#### [What this task involves]
When you copy the entries, keep every word exactly as it stands.

+ + + +

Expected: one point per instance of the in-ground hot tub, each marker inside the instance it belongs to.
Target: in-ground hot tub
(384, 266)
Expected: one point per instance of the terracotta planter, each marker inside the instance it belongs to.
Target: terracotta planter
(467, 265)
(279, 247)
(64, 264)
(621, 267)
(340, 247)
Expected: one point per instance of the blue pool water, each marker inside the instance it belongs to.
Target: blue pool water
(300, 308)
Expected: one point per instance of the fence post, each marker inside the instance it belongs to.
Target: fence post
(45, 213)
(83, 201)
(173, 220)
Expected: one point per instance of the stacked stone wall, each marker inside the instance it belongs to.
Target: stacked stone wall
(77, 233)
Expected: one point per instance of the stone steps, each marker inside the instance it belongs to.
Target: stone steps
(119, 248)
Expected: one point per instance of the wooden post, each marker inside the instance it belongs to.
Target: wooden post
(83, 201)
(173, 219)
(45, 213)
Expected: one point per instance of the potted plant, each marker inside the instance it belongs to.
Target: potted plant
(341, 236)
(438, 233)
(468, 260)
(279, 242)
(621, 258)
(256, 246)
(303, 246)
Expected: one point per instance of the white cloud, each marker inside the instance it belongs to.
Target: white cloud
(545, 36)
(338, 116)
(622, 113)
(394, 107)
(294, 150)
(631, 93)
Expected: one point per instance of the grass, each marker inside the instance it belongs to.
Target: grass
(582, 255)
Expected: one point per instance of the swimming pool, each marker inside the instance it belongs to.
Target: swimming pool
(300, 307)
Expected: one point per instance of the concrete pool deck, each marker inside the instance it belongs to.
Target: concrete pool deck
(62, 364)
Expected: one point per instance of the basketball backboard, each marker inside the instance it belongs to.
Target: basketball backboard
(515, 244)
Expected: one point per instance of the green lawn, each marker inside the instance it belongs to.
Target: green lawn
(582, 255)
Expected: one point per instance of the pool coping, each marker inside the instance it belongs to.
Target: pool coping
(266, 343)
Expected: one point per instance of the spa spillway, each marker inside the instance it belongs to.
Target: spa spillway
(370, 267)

+ + + +

#### [Task response]
Expected: one point per instance of the in-ground hot tub, each marker inside the instance it belongs to.
Target: in-ground hot tub
(384, 266)
Expected: one point per instance of the terracotta planter, each marker inside the instance it belongs to.
Target: terracotta planter
(467, 265)
(279, 247)
(64, 264)
(621, 267)
(340, 247)
Expected: one point per instance of the blue pool water, each marker inside the instance it belongs to.
Target: blue pool water
(300, 308)
Expected: one point per instance of the fence post, each marker inside the instance it belongs to.
Target: fence post
(45, 213)
(83, 201)
(173, 220)
Expected: one point per instance of the stacked stone wall, each marker inside the instance it belongs to.
Target: stacked stone wall
(77, 233)
Expected: one point per instance of the stone steps, each marker inside the instance it belongs to.
Target: stone steps
(119, 248)
Expected: one point per instance of the wooden post, each marker inside the instance it belongs to.
Target: wooden post
(83, 201)
(173, 219)
(45, 213)
Expected: one point per instance of the potted plant, each marker inside the instance it belongs to.
Target: potted plant
(341, 236)
(438, 233)
(468, 260)
(279, 242)
(621, 258)
(256, 246)
(303, 246)
Expected: one point per instance of the white cloud, each marker inside the instance it belongs to.
Target: white cloud
(545, 36)
(338, 116)
(622, 113)
(394, 107)
(294, 150)
(631, 93)
Expected: one point per instance of the grass, each marker inside the instance it belongs to.
Target: grass
(582, 255)
Expected: one point per instance of the swimming pool, each marker inside the instance it belongs to.
Target: swimming pool
(300, 307)
Expected: one point per instance of the concrete pool deck, each marker inside the instance it belongs to.
Target: concrete pool deck
(62, 364)
Expected: one point per instance of the basketball backboard, each marker inside the instance it belongs to.
Target: basketball backboard
(515, 244)
Expected: one point per instance of the green lawn, each marker inside the instance it belongs to.
Target: green lawn
(582, 255)
Expected: one point per instance of the pool coping, each marker inside the instance it belongs to.
Target: pool coping
(266, 343)
Expected: one point per instance of the spa spillway, each marker inside the instance it belongs to.
Target: spa spillway
(370, 267)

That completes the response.